## STATED PROBLEM
Reproduce all of the data below, substituting "a single point for each instance" for every occurrence of "one point per instance" and leaving all other text unchanged.

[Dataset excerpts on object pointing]
--*--
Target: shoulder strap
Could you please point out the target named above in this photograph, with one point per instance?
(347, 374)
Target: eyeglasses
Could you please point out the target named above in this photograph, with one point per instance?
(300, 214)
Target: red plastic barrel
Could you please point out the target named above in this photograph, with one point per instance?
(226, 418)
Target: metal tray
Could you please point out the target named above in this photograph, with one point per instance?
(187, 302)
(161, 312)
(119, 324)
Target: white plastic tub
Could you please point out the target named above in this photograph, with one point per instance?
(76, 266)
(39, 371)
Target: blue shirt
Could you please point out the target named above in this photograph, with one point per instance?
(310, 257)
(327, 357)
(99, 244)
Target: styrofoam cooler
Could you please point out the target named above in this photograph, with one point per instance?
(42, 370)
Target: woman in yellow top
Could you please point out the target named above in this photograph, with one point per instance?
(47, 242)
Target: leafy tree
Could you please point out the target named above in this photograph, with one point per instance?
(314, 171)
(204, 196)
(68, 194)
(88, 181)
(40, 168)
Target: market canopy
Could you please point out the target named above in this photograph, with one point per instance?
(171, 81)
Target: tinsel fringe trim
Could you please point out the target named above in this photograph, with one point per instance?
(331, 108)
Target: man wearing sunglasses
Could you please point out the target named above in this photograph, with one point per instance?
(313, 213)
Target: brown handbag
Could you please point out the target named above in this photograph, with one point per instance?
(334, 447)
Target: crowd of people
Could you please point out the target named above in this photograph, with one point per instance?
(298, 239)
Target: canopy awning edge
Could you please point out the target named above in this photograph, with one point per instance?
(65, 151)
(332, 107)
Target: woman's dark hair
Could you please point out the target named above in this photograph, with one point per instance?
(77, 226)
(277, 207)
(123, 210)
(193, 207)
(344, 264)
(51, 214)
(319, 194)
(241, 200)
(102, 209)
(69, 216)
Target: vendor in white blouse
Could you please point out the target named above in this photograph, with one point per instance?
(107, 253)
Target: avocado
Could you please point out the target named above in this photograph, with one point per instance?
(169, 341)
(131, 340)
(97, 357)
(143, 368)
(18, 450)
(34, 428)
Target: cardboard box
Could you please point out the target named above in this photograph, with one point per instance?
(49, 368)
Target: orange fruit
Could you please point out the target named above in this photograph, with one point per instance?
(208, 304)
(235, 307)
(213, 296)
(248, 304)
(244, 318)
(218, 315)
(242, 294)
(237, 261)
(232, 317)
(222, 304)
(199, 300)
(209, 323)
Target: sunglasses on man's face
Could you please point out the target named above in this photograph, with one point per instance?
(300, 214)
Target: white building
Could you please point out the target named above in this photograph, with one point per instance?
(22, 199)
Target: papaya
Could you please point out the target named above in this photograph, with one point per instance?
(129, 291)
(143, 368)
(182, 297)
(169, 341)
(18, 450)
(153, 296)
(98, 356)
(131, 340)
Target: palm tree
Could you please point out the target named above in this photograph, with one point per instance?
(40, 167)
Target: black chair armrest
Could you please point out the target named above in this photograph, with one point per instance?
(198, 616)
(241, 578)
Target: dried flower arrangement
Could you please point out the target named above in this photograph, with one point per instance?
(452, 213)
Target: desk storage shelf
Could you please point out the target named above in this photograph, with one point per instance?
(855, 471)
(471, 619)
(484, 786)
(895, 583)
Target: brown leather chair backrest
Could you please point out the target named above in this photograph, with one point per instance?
--*--
## COMPLETED EXERCISE
Target: shoulder strap
Could you please point out the target named above in this photograph, with a single point for each instance?
(347, 374)
Target: eyeglasses
Could you please point out the target named above in this photograph, with a single point for each instance?
(300, 214)
Target: red plastic barrel
Could you please point out the target named above in this photograph, with a single point for each instance?
(226, 418)
Target: metal tray
Could you please point out the target named above in this photograph, with a single point for each instance?
(187, 302)
(161, 312)
(119, 324)
Target: white plastic tub
Could you please point out the target named above in this photograph, with a single point for each instance?
(76, 266)
(39, 371)
Target: blue shirt
Could you please point out the target named above in this photograph, with a single point for each instance?
(310, 257)
(327, 357)
(99, 244)
Target: styrofoam cooler
Could you please point out the target named above in this photograph, with a single point for each instance?
(42, 370)
Target: woman in yellow top
Could you please point out the target named above in this photograph, with a single point for each instance?
(47, 242)
Target: leafy tree
Could you please point out the target named above in this photograph, with a single point for each instance?
(314, 171)
(204, 196)
(68, 194)
(88, 181)
(40, 168)
Target: market canopy
Could you please point out the target named above in this photograph, with a single point for each instance?
(171, 81)
Target: tinsel fringe trim
Could you please point out the target named above in this photograph, with a single point for each instance?
(331, 108)
Target: man wearing sunglasses
Could you please point out the target named above in this photograph, with a single point for each instance?
(313, 213)
Target: brown handbag
Could you please point out the target named above in this photograph, with a single point for each instance?
(334, 447)
Target: crowd of people
Could you please point out the target named above in this photograph, with a single point for each instance?
(298, 239)
Target: canopy awning edge
Could you please point out the target named above in this photograph, with a single point for each instance?
(65, 151)
(332, 107)
Target: woman's dark hair
Could you please point out the target named above in this photograph, with a single point for each instance?
(77, 226)
(277, 207)
(123, 210)
(193, 207)
(344, 264)
(51, 214)
(319, 194)
(241, 200)
(102, 209)
(69, 216)
Target: vendor in white blouse
Could you please point out the target named above in this photograph, with a single point for each instance?
(107, 253)
Target: avocado
Could you please point out the target named above in this photograph, with a single point for each instance?
(169, 341)
(131, 340)
(97, 357)
(143, 368)
(18, 450)
(34, 428)
Target: cardboard box
Could you please point out the target named above in this photograph, with a single point for each instance?
(49, 368)
Target: orange fruit
Could you please point out the target named above in this photograph, with a single point for each instance?
(208, 304)
(235, 307)
(213, 296)
(248, 304)
(244, 318)
(218, 315)
(242, 294)
(237, 261)
(232, 317)
(222, 304)
(199, 300)
(209, 323)
Target: sunglasses on man's face
Could you please point out the target named above in this photograph, with a single point for each instance?
(300, 214)
Target: white building
Could you please point out the target named above in this photograph, with a single point for each instance?
(22, 199)
Target: papaya
Could you please point out the target named above in this photograph, with a single point for each instance?
(129, 291)
(143, 368)
(182, 297)
(169, 341)
(18, 450)
(153, 296)
(98, 356)
(131, 340)
Target: palm tree
Could you please point out the target named above in this photograph, with a single point for each instance?
(40, 167)
Target: black chair armrest
Could you please point out the target named above in this photograph, with a single point for each instance?
(198, 616)
(241, 578)
Target: dried flower arrangement
Could you please point out the target named above in this photograph, with a single point for each instance?
(452, 213)
Target: desk storage shelf
Could you please point out the target named above in this photograph, with a single point for each instance?
(855, 471)
(471, 619)
(484, 786)
(895, 583)
Target: brown leather chair backrest
Could you please point out the target named above in this photograph, with a single point for each instance?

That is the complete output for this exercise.